• [Your objective]:
Rewrite the article on the sports and media fellowships from "The research teams" up to and including "College of Communication.", putting "formally" in place of "officially".

*** Extract

The Texas Program in Sports and Media granted $25,000 in fellowships to fund research projects on sports and media, the first of their kind for the program.
The program raised $25,000 to grant fellowships to five different research teams from University funds, College of Communication funds and donors, said Texas Program in Sports and Media executive director Michael Cramer in an email. The research projects will contribute to the developing field of sports and media, said program manager Christopher Hart.
“The cultural footprint of sports and media is vast,” Hart said. “For unknown reasons, there hasn’t been near the level of scholarship as there has been in other culturally significant areas.”
The research teams applied for the program in the middle of April and were officially chosen in May. All five teams that applied were granted fellowships and belong to various schools in the College of Communication.

******
*** Stored rows

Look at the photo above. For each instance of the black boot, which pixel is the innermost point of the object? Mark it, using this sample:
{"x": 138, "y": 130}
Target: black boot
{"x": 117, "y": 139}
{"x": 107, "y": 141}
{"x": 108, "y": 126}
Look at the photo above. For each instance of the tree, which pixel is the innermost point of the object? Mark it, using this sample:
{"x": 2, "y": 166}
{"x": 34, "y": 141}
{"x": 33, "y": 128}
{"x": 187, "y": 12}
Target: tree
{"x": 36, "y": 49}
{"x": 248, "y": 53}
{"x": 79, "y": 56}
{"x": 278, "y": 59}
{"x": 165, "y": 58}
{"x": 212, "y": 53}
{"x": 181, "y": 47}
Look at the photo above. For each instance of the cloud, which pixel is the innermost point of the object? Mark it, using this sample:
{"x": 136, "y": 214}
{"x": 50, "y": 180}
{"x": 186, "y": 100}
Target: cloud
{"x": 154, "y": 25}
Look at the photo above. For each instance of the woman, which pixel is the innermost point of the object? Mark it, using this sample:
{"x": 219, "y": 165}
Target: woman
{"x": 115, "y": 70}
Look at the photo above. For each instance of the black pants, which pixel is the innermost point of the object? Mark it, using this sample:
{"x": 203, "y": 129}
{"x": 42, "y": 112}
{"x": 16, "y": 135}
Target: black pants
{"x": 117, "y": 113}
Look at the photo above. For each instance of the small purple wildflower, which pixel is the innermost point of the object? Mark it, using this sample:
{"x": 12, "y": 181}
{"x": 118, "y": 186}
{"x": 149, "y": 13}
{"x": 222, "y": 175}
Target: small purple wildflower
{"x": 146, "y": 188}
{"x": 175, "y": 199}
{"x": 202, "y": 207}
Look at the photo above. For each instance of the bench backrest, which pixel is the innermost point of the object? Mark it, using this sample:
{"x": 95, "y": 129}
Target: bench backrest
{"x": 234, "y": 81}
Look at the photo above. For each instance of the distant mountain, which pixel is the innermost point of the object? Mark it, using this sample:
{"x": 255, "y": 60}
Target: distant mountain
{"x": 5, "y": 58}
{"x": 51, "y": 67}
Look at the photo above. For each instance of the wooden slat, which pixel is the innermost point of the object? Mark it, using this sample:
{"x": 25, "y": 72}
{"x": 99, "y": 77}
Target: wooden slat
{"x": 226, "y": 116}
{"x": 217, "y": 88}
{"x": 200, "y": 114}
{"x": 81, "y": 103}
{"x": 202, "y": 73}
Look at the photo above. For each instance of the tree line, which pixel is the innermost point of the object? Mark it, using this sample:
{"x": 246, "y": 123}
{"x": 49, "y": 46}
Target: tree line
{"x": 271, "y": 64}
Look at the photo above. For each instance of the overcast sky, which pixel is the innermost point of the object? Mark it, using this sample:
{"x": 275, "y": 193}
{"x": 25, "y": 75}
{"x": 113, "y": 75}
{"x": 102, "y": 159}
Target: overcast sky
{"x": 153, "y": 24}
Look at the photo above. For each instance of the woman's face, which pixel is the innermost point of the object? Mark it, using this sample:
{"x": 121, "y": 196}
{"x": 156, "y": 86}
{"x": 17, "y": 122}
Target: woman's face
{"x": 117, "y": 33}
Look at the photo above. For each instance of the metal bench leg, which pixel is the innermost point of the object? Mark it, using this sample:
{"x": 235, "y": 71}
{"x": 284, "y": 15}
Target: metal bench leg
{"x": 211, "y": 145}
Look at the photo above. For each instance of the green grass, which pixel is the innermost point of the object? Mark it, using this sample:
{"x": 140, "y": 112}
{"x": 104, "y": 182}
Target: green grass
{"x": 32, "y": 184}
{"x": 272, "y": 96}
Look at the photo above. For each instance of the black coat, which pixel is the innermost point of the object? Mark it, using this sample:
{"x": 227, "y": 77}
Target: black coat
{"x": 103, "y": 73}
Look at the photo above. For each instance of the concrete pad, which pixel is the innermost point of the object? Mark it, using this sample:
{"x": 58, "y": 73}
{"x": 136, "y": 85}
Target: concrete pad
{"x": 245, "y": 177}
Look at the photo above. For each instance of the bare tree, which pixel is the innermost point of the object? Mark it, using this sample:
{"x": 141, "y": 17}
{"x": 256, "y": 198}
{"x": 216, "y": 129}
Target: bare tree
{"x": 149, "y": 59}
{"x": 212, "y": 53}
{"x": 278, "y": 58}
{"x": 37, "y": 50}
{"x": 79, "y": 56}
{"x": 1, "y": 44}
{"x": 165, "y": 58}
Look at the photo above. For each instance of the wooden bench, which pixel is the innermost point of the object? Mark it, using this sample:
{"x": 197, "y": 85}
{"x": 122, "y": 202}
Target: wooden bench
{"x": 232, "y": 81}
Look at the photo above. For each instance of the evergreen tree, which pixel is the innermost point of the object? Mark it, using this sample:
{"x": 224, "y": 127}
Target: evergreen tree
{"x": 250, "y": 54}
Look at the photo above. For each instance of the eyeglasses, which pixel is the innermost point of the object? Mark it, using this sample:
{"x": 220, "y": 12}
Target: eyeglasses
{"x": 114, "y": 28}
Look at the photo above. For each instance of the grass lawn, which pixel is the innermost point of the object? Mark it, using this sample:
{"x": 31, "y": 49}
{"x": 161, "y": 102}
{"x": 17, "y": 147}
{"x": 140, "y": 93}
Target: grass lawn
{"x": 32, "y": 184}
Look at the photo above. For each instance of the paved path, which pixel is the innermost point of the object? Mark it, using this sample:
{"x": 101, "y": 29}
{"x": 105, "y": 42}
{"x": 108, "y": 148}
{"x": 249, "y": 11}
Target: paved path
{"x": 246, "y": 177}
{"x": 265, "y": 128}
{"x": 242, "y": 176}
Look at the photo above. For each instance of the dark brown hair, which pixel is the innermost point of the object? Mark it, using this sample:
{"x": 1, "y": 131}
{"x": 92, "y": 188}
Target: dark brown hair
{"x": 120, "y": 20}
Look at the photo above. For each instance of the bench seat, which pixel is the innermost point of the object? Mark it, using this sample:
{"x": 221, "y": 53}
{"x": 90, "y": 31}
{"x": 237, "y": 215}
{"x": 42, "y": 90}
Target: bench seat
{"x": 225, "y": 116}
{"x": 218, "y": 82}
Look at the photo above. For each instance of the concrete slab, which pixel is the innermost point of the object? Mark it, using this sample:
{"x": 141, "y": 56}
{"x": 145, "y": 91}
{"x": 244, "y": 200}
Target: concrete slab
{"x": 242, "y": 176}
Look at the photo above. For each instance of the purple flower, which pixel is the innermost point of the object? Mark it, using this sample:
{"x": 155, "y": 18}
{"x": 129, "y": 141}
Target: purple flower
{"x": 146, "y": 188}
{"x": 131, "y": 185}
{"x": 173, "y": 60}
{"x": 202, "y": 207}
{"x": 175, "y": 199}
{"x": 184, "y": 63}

******
*** Stored rows

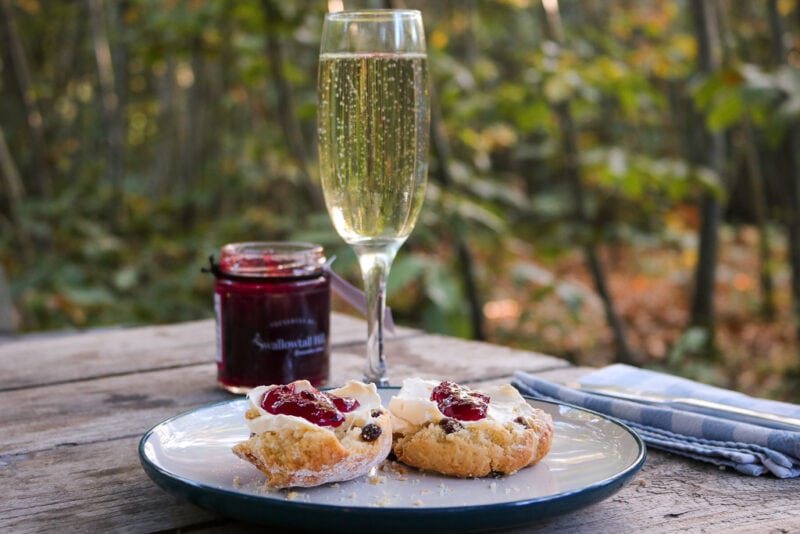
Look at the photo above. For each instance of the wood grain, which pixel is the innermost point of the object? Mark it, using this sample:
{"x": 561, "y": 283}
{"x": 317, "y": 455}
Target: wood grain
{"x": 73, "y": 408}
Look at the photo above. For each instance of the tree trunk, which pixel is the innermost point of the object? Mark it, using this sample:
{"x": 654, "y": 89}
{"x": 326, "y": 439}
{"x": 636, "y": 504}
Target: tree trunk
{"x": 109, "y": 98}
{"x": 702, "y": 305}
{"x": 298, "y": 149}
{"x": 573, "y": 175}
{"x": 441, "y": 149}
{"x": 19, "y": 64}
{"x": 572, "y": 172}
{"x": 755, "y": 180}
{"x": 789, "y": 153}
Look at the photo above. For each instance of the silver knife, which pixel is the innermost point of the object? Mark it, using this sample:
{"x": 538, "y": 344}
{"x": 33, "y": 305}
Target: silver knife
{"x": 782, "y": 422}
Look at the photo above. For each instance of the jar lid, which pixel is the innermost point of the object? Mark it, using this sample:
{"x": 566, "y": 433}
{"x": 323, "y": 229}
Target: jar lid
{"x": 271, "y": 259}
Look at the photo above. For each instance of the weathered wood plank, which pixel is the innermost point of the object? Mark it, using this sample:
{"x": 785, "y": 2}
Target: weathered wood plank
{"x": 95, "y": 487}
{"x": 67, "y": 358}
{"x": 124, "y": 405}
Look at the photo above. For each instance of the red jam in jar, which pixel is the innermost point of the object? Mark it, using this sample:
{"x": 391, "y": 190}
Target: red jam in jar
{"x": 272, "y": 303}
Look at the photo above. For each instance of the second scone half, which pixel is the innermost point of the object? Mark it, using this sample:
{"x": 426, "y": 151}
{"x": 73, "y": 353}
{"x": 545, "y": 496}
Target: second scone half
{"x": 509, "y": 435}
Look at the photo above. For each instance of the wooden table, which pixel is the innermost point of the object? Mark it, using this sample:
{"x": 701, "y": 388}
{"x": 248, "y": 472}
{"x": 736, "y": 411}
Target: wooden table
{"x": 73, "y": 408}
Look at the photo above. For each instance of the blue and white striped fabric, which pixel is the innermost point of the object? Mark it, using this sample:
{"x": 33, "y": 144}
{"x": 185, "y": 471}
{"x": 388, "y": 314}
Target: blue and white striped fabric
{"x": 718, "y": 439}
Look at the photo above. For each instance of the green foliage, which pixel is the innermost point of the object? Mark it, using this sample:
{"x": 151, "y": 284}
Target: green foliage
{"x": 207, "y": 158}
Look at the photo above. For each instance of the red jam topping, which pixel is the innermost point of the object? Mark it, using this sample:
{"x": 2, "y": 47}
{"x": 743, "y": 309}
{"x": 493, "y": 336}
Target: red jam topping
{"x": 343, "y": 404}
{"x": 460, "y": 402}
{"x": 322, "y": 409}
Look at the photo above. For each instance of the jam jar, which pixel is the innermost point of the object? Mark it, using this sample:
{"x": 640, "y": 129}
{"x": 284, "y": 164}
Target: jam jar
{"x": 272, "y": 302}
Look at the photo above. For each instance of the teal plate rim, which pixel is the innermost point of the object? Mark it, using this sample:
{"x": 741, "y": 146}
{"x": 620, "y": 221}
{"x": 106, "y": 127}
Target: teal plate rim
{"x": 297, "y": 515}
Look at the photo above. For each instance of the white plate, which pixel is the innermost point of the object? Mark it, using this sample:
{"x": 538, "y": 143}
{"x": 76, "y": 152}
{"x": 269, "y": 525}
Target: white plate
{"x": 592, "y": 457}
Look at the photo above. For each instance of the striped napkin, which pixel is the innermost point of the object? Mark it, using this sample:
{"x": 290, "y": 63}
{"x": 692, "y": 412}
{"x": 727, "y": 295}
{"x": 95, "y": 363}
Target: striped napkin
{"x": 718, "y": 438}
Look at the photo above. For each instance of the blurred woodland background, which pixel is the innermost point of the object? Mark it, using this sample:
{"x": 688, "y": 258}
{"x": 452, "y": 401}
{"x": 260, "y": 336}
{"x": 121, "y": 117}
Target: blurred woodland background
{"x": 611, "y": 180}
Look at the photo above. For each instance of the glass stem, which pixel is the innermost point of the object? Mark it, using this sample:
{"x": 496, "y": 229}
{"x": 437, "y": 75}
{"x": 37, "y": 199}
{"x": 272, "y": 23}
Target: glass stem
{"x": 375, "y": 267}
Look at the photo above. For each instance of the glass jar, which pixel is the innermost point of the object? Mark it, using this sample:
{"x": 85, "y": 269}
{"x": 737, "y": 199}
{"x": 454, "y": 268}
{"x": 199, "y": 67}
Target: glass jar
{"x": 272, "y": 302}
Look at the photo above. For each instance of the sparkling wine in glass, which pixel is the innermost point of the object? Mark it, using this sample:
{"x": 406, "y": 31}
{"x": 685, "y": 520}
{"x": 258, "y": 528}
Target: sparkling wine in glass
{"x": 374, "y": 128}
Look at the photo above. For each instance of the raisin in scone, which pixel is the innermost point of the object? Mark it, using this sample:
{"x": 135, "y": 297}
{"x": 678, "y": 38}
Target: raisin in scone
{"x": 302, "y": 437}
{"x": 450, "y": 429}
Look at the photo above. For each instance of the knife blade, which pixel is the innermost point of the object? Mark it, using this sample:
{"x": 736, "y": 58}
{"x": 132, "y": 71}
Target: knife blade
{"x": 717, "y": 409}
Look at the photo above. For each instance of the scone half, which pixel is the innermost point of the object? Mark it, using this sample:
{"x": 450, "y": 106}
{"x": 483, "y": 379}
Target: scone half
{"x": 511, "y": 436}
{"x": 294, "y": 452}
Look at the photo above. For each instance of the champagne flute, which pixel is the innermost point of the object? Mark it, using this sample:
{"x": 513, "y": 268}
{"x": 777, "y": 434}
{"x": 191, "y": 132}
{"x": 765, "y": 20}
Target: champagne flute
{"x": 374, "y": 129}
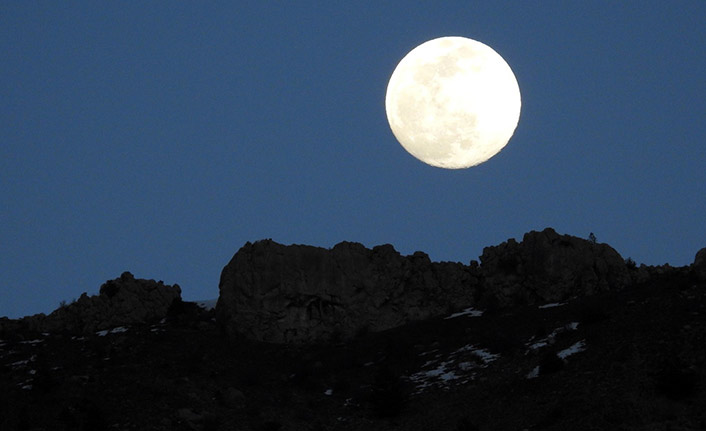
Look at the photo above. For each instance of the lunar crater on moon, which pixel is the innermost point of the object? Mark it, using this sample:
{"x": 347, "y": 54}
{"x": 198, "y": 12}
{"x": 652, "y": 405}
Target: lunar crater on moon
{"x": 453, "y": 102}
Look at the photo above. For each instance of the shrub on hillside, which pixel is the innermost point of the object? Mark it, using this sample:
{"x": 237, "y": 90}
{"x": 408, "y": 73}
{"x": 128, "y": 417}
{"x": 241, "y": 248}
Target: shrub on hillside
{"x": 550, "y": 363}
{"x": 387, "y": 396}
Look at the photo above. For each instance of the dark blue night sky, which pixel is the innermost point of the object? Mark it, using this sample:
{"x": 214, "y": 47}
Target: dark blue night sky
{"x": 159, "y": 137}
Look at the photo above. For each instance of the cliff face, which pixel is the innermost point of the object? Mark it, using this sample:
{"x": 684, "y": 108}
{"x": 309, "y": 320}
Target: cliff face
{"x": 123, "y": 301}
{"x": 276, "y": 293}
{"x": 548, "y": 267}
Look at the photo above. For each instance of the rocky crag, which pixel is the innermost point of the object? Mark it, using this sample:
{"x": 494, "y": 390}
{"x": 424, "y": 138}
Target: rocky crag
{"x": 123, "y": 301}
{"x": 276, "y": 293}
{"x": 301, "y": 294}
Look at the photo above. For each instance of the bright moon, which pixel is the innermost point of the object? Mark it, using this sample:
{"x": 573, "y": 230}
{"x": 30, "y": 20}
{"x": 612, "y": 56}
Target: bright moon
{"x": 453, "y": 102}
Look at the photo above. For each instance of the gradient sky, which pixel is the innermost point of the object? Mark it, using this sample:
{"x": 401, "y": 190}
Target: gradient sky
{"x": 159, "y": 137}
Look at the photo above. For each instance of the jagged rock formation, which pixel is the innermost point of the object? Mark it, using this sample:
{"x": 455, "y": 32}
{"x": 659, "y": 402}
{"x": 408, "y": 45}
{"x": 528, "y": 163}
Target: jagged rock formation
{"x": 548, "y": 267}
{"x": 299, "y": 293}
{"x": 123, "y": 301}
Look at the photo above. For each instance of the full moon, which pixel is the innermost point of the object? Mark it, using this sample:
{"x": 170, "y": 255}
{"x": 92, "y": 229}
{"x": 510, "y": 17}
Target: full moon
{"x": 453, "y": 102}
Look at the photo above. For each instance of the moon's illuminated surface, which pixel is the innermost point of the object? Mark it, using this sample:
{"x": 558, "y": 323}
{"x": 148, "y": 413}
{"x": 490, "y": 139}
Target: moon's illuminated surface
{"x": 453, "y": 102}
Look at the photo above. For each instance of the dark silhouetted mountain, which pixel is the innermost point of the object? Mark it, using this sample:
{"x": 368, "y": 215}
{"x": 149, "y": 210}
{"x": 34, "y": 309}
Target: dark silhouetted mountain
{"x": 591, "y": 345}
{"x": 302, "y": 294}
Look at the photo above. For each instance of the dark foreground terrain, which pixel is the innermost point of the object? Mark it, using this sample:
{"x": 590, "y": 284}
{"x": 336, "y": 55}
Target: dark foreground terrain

******

• [Answer to the problem]:
The research teams applied for the program in the middle of April and were formally chosen in May. All five teams that applied were granted fellowships and belong to various schools in the College of Communication.